JOB 1 :: Repeat everything in the listing below, from the line containing "Data labeling task — object class: dense" down to the line containing "13 191 29 255", with both of those lines included.

How to Use the `prioritization-frameworks` Skill to Select the Right Framework for Your Backlog
The prioritization-frameworks skill is a built-in reference guide that matches your backlog characteristics to one of nine prioritization methods, providing formulas, decision flows, and ready-to-use templates.
The prioritization-frameworks skill in the phuryn/pm-skills repository helps product managers eliminate guesswork when choosing between ICE, RICE, MoSCoW, and other frameworks. By analyzing your backlog size, product stage, and strategic goals against a curated decision matrix stored in pm-execution/skills/prioritization-frameworks/SKILL.md, this interactive reference ensures you apply the right scoring method for transparent, data-driven prioritization.
Invoking the prioritization-frameworks Skill
You can invoke the skill from any CLI or chat interface that supports pm-skills commands. When called, the skill returns a concise comparison table of nine frameworks: Opportunity Score, ICE, RICE, MoSCoW, Kano, Eisenhower Matrix, Impact vs Effort, Risk vs Reward, and Weighted Decision Matrix.
Each entry includes:
- Best For: Contextual guidance (e.g., "quick triage" vs. "large-team strategic planning")
- Core Formula: The mathematical decision rule or scoring algorithm
- Template Links: Direct URLs to Google Sheets or PDF templates
According to the source code in pm-execution/skills/prioritization-frameworks/SKILL.md, this reference is designed as a standalone execution-phase tool that other discovery skills—such as those defined in pm-product-discovery/skills/prioritize-features/SKILL.md—can call for framework selection logic.
Matching Frameworks to Backlog Characteristics
Small Backlogs (≤ 50 Items) and Rapid Triage
For mixed-priority lists with fewer than 50 items, the skill recommends ICE (Impact × Confidence × Ease). This formula prioritizes speed over precision, making it ideal for early-stage ideation or weekly sprint planning where data may be sparse.
Large-Scale Strategic Initiatives (50+ Items)
When managing extensive, data-driven backlogs, RICE ((Reach × Impact × Confidence) / Effort) adds a Reach dimension that scales with initiative size. According to the repository’s execution-phase documentation in pm-execution/README.md, this framework prevents high-effort, low-reach features from skewing your roadmap.
Customer-Problem Discovery
If your goal is surfacing high-impact, low-satisfaction needs, the skill points to Opportunity Score (Importance × (1 − Satisfaction)) developed by Dan Olsen. This method is specifically calibrated for customer-problem prioritization rather than feature comparison.

JOB 2 :: Reproduce the passage of the above article on the prioritization-frameworks skill, everything from "When managing extensive, data-driven" down to "skewing your roadmap.", word for word.

MATERIAL TO PROCESS ::
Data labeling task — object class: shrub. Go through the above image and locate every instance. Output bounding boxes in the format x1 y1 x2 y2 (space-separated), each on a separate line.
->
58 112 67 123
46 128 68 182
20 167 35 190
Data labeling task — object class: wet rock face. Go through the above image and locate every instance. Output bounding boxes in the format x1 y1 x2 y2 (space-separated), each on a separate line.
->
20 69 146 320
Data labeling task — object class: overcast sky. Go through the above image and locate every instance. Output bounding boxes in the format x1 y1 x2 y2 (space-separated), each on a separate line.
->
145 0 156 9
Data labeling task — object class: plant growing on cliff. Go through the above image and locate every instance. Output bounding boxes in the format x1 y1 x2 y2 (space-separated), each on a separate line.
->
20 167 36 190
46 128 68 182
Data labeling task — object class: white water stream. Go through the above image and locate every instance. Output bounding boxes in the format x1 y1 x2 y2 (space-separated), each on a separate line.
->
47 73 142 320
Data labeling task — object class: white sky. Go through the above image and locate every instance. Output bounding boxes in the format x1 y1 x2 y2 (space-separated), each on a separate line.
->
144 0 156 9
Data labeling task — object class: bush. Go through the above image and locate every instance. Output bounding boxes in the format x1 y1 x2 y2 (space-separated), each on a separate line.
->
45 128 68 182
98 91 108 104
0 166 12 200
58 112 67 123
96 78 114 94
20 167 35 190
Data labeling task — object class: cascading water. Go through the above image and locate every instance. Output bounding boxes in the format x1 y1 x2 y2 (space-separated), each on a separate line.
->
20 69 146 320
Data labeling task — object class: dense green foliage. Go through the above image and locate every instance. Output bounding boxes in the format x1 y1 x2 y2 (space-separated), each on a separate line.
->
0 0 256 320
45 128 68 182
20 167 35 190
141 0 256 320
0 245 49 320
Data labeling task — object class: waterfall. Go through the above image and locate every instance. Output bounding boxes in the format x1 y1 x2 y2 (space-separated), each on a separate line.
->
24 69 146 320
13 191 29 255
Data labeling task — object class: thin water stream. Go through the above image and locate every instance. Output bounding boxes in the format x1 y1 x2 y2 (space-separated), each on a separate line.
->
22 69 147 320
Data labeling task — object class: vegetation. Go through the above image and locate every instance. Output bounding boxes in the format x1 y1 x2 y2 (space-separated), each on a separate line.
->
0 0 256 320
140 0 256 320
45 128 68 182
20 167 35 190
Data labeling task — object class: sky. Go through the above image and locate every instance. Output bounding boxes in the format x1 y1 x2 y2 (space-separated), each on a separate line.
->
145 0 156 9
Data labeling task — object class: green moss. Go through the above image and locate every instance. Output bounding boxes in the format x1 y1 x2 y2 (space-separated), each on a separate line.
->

EXERCISE OUTPUT 1 ::
Data labeling task — object class: dense green foliage. Go through the above image and locate every instance. Output bounding boxes in the format x1 y1 x2 y2 (space-separated), each on a separate line.
->
0 0 256 320
45 128 68 182
20 167 35 190
141 0 256 320
0 245 49 320
Data labeling task — object class: waterfall. Go through the above image and locate every instance. Output bounding boxes in the format x1 y1 x2 y2 (space-separated), each on a separate line.
->
24 69 146 320
13 191 29 255

EXERCISE OUTPUT 2 ::
When managing extensive, data-driven backlogs, RICE ((Reach × Impact × Confidence) / Effort) adds a Reach dimension that scales with initiative size. According to the repository’s execution-phase documentation in pm-execution/README.md, this framework prevents high-effort, low-reach features from skewing your roadmap.